Continue the article below about the Debian bug tracker's spam filter, starting after its final sentence.

| Selected passage |
+---+

April 11, 2012
This article was contributed by Nathan Willis
The Debian project recently debated the inherent trade-offs between making a bug reporting tool easy to use and turning it into a firehose that puts out more volume than the developers and maintainers can process. The impetus this time was false-positives caught by the Debian bug tracking system's (BTS) spam filter, but it is a question that the distribution — and indeed most distributions — grapple with regularly.
Why we foo
Michael Welle raised the issue on the Debian-devel mailing list, reporting
that he had attempted to file a bug and was surprised when the BTS rejected
his report because it contained a blacklisted URL. The surprise was that
describing the bug in question required him to use a URL, and he had chosen
what he thought was a general-purpose example: www.foo.org. But
evidently the foo.org domain is on the blacklist of the uribl.com filtering service, which the BTS uses to strain out incoming spam. "Interesting user experience, bug reporters will like that big time..." Welle said.
Martin Krafft and Andrey Rahmatullin quickly replied that only RFC 2606-defined example URLs should be used in bug reports, to which Welle asked whether it was unreasonable to expect users to read an RFC before reporting a bug. Rahmatullin responded that users should "try not to use suspicious URLs."
At that point, Russ Allbery said
that the root of the problem "is that foo.org is a real domain, and
one that appears to be owned by one of those domain parking companies that
quite likely could be doing lots of grey things with the domain. A lot of
those companies are at the least spammers." In all likelihood, he
added, foo.org really was used for spam at some point, although he
conceded that it could be a false positive, due to others, like Welle,
choosing it for its placeholder meaning (ironically, "foo" is documented
as a placeholder in RFC 3092).
Getting practical
To that, Welle replied that he found the reliance on a real-time blacklist managed by a third party problematic. Fernando Lemos asked whether there was really any way to fix it. "We certainly can't disable spam filters or we'll be flooded with spam." Also, he added, because the BTS returns an error message explaining what blocked the bug from being accepted, in all likelihood real users will be able to correct the problem and resubmit. Anyone who cannot decipher the message and fix it is probably "not very tech-savvy," which decreases the odds that the report would be particularly useful. "I'm not saying it's good that we miss reports like this," he concluded, "but we must put things into perspective."

+---+

| Items |

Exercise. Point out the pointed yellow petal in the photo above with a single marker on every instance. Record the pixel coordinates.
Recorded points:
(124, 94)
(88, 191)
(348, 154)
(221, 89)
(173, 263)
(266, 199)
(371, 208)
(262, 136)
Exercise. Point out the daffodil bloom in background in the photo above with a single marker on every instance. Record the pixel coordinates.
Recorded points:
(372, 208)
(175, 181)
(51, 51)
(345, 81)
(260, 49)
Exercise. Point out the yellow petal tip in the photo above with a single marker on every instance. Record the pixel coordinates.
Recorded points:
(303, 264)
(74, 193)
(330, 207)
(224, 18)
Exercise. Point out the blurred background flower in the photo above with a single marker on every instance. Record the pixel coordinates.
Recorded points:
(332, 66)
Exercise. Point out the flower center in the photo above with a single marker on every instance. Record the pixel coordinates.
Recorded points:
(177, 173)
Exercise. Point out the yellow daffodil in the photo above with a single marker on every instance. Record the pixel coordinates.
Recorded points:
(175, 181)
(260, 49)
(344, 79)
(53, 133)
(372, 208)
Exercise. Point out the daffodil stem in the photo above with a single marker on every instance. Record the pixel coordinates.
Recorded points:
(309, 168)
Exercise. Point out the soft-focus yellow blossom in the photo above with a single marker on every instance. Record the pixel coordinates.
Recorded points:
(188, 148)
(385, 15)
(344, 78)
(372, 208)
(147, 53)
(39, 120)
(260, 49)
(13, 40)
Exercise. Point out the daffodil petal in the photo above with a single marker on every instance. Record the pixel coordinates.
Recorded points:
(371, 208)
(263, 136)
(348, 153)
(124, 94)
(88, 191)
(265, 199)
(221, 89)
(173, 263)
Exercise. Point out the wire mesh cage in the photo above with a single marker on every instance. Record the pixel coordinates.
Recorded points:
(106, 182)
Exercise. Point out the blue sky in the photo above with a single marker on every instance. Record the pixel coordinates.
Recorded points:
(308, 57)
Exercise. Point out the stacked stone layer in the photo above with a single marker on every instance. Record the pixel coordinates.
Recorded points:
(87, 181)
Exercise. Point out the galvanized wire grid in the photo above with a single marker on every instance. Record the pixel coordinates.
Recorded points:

+---+

| Response below |
Interestingly, Ben Pfaff chimed in with the suggestion that the BTS could weed out spam by inspecting the report's metadata, looking for valid package names and versions. No one replied to that comment, though; instead the focus of the discussion turned to the acceptable threshold for rejecting otherwise valid bug reports.
Welle responded
by saying that he was trying to raise the URL-filtering issue from bug
reporters' perspective; people who "simply want to report a bug
without being interested in external blacklist and stuff." He
compared the bug report rejection with a company telling customers
"we don't like you, go away." Russell Coker replied:
Actually companies do that all the time. Some corporate web sites used to
reject browsers other than IE. [...] So comparing Debian to a commercial
organisation doesn't support your case at all. Commercial organisations
are more than willing to reject some customers if it makes things easy for
them.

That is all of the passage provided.